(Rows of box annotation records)
□ □ □ □ □

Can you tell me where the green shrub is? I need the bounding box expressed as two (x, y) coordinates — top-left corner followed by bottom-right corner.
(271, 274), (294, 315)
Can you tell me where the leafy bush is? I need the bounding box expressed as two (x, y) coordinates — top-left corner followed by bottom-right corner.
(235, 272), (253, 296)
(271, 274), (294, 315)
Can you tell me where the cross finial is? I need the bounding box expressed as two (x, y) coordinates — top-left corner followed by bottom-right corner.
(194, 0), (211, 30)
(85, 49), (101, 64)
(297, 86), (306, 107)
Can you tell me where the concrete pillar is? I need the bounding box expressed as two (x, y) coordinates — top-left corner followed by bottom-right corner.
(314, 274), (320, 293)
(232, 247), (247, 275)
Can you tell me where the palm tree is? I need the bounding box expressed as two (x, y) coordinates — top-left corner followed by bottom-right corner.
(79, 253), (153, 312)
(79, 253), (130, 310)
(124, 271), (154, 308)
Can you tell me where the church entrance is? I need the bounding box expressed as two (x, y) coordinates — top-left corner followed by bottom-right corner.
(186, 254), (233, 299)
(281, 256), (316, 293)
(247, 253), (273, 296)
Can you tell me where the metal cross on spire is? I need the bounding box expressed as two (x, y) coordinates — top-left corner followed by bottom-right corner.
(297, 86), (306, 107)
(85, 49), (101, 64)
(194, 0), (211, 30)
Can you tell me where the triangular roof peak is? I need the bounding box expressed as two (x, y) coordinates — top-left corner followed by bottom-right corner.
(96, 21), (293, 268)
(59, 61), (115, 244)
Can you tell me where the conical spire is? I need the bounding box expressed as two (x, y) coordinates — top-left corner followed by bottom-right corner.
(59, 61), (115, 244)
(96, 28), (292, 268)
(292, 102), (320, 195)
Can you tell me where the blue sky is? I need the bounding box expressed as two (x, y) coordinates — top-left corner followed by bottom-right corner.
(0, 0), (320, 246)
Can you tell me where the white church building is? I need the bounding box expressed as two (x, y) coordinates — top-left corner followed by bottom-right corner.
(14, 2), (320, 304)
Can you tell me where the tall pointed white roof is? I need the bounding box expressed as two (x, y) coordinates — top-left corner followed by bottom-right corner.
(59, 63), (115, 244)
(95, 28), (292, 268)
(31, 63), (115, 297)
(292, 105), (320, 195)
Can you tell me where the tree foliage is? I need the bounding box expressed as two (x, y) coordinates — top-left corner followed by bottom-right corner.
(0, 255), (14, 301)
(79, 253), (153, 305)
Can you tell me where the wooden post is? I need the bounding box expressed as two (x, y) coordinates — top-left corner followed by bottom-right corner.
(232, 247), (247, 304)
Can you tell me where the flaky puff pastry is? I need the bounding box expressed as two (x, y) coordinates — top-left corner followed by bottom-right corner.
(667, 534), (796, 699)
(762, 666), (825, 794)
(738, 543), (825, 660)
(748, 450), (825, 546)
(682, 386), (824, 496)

□ □ □ □ □

Task statement: Rewrite all of the records above, replacing each occurrence of "top-left corner" with "upper-left corner" and keeping everything else unchanged.

Complete output:
Can you tell me where the green shrub is? I need the bounding box expressed as two (x, y) coordinates — upper-left corner followed by bottom-right corner.
(271, 274), (294, 315)
Can you tell me where the leafy bush is? I need the bounding box expressed as two (x, y) coordinates — upper-left corner followed by bottom-right corner.
(235, 272), (253, 296)
(271, 274), (294, 315)
Can you tell me where the cross finial is? I need the bounding box expressed as two (x, y) coordinates — upper-left corner followed by bottom-right corner.
(194, 0), (211, 30)
(85, 49), (101, 64)
(297, 86), (306, 107)
Can you tell me where the concrete pillar is? I need the bounding box expressed as two (x, y) coordinates — upper-left corner followed by bottom-right corner.
(314, 274), (320, 293)
(232, 247), (247, 275)
Can you tell me where the palm tree is? I need the bounding box expressed as two (x, y) coordinates — upper-left corner followed by bottom-right corner.
(79, 253), (153, 312)
(79, 253), (130, 310)
(124, 271), (154, 308)
Can you tell me where the church entrance is? I need the bounding box expressed as two (x, y) coordinates — upper-left corner followed by bottom-right corner.
(186, 254), (233, 299)
(281, 256), (316, 293)
(247, 253), (273, 296)
Can you tell me where the metal cross on spire is? I need the bounding box expressed as two (x, y) coordinates — upper-left corner followed by bottom-right corner.
(297, 86), (306, 107)
(85, 49), (101, 64)
(194, 0), (211, 30)
Can you tell me where the triangular roof peak is? I need the bounding box expressed as two (x, y) coordinates — upper-left corner followed by bottom-right corner.
(96, 21), (293, 268)
(59, 61), (115, 244)
Can you tell me where the conical spire is? I need the bounding box expressed as two (x, y) coordinates — upper-left corner followed by bottom-right corner.
(59, 61), (115, 244)
(96, 28), (292, 268)
(292, 102), (320, 195)
Can you tell me where the blue sky is? I need the bounding box expressed as two (x, y) coordinates — upper-left corner followed by bottom-right corner.
(0, 0), (320, 246)
Can you tell me where the white church building is? I need the bounding box expressed as two (x, y) coordinates — upper-left corner followed by bottom-right corner.
(14, 2), (320, 304)
Can you tell me where the tall pointed white roof is? I need the bounding box expressed as two (x, y) coordinates — upper-left corner followed by bottom-right corner.
(59, 63), (115, 244)
(95, 28), (292, 268)
(31, 63), (115, 297)
(292, 105), (320, 195)
Can you tell me where the tree foliage is? I need the bounding box expressed as two (x, y) coordinates — upper-left corner followed by bottom-right corner.
(0, 255), (14, 301)
(79, 253), (153, 305)
Can you tell me where the wooden post is? I need the bounding box expressed as two (x, y) coordinates — upper-left corner followed by bottom-right corner.
(232, 247), (247, 304)
Can you tell me where the flaky puff pastry is? I need the bounding box expressed as two (x, y) coordinates — upper-left corner followed by bottom-right corner.
(667, 534), (796, 699)
(762, 666), (825, 794)
(738, 543), (825, 660)
(748, 450), (825, 546)
(682, 386), (824, 496)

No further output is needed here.